╭─ Material to process

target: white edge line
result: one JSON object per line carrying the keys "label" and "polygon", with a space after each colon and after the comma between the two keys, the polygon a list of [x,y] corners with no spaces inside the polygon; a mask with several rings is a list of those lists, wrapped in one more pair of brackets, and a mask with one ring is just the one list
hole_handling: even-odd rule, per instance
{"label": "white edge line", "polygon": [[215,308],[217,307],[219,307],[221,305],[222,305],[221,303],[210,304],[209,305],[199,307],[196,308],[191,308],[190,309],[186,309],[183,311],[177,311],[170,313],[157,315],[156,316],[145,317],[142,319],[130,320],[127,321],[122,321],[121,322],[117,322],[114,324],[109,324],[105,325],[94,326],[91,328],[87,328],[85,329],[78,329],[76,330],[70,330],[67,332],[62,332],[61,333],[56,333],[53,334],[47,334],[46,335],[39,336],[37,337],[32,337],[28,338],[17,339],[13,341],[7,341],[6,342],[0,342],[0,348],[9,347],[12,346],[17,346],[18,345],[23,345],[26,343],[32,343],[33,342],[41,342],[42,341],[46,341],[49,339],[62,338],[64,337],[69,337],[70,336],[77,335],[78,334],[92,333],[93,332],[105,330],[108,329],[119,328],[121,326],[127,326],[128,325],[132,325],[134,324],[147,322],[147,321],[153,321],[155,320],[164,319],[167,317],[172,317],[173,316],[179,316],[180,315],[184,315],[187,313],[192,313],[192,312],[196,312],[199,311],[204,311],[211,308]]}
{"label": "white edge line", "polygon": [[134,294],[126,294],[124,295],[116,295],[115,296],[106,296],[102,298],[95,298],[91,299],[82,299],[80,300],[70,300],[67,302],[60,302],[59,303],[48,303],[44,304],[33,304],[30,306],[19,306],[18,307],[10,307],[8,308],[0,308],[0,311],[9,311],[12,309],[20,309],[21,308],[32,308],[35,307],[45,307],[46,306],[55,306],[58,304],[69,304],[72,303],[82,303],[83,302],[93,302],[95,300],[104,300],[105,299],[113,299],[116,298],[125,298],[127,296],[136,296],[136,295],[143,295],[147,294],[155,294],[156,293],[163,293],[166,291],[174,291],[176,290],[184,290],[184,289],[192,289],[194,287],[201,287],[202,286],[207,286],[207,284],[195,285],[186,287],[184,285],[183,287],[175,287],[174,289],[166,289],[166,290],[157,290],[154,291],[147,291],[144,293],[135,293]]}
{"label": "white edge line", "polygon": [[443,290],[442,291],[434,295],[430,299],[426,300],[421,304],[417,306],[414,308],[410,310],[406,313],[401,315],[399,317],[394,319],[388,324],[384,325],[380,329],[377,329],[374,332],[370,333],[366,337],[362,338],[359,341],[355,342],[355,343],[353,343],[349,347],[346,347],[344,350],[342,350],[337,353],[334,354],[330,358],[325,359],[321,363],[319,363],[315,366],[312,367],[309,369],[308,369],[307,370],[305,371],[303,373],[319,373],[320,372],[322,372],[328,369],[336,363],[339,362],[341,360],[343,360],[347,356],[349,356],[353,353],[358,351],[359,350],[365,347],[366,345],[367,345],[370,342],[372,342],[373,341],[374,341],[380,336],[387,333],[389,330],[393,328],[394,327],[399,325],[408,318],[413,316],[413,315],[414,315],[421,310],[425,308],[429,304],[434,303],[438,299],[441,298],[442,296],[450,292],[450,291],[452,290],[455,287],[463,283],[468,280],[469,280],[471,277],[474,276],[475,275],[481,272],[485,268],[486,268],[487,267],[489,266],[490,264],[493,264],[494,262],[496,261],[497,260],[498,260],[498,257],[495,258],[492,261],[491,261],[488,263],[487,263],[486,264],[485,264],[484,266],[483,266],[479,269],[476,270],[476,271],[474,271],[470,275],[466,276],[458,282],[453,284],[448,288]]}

╰─

Job: Copy the lines from the start of the records through the line containing "hole_handling: even-odd rule, per instance", reproducing them without change.

Final result:
target: white edge line
result: one JSON object per line carrying the keys "label" and "polygon", with a space after each colon and after the comma between the two keys, the polygon a list of [x,y] corners with no spaces inside the polygon; a mask with several rings is a list of those lists, wrapped in one more pair of brackets, and a mask with one ring is just the one list
hole_handling: even-odd rule, per instance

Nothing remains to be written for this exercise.